Given that the book covers the opening years of World War II, when Orwell was living in London, I was disappointed to find that surprisingly little of the book involved the war – even when bombs must have been raining down around him during the Blitz, he was still writing book reviews and discussing poetry and the state of contemporary literature. When the war was discussed, it was in political terms, without any of the personal angle which I preferred in his earlier writing, such as Down and Out In Paris And London or Homage to Catalonia. Then, of course, I found that the book has an appendix of 100+ pages covering his war-time journals. I can understand why the editors chose not to intermingle them with the rest of the book – a lot of the diary entries contain observations and winning phrases which he’d specifically noted down for later use, so you’d end up with too much repetition – but if I’d known it was there beforehand I probably would have chosen to read the diaries alongside the rest of the book, just for chronological continuity.

In any case, the war-time journals themselves are one of the best parts of the book – I always love Orwell, but his writing is much more enjoyable when there’s a personal aspect to it. It’s fascinating to read a day-by-day (or sometime week-by-week) account of the Blitz in general, let alone coming from the pen of such a gifted and famous writer. Much of his diaries – like much of the rest of the book – consist of political observations, arguments and predictions, but there are also lots of brief fragments of feelings and impressions on the whole situation scattered throughout. The entirety of his entry for October 19, 1940:

The unspeakable depression of lighting the fires every morning with papers of a year ago, and getting glimpses of optimistic headlines as they go up in smoke.

Or an addendum to a mostly political entry on November 23:

Characteristic war-time sound, in winter: the musical tinkle of raindrops on your tin hat.

Or, amusingly, on 27 March, 1941:

Abusive letter from H.G. Wells, who addresses me as “you shit,” among other things.

DATASET SECTION -
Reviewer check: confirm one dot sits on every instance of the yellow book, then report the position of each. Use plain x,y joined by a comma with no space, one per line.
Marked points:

JOBS -
a: List the dates of the diary entries that the Orwell review quotes.
b: Please copy the Orwell review word for word from "In any case, the" to "up in smoke.".

SOLUTIONS PER TASK -
a:
October 19, 1940
November 23
27 March, 1941

b:
In any case, the war-time journals themselves are one of the best parts of the book – I always love Orwell, but his writing is much more enjoyable when there’s a personal aspect to it. It’s fascinating to read a day-by-day (or sometime week-by-week) account of the Blitz in general, let alone coming from the pen of such a gifted and famous writer. Much of his diaries – like much of the rest of the book – consist of political observations, arguments and predictions, but there are also lots of brief fragments of feelings and impressions on the whole situation scattered throughout. The entirety of his entry for October 19, 1940:

The unspeakable depression of lighting the fires every morning with papers of a year ago, and getting glimpses of optimistic headlines as they go up in smoke.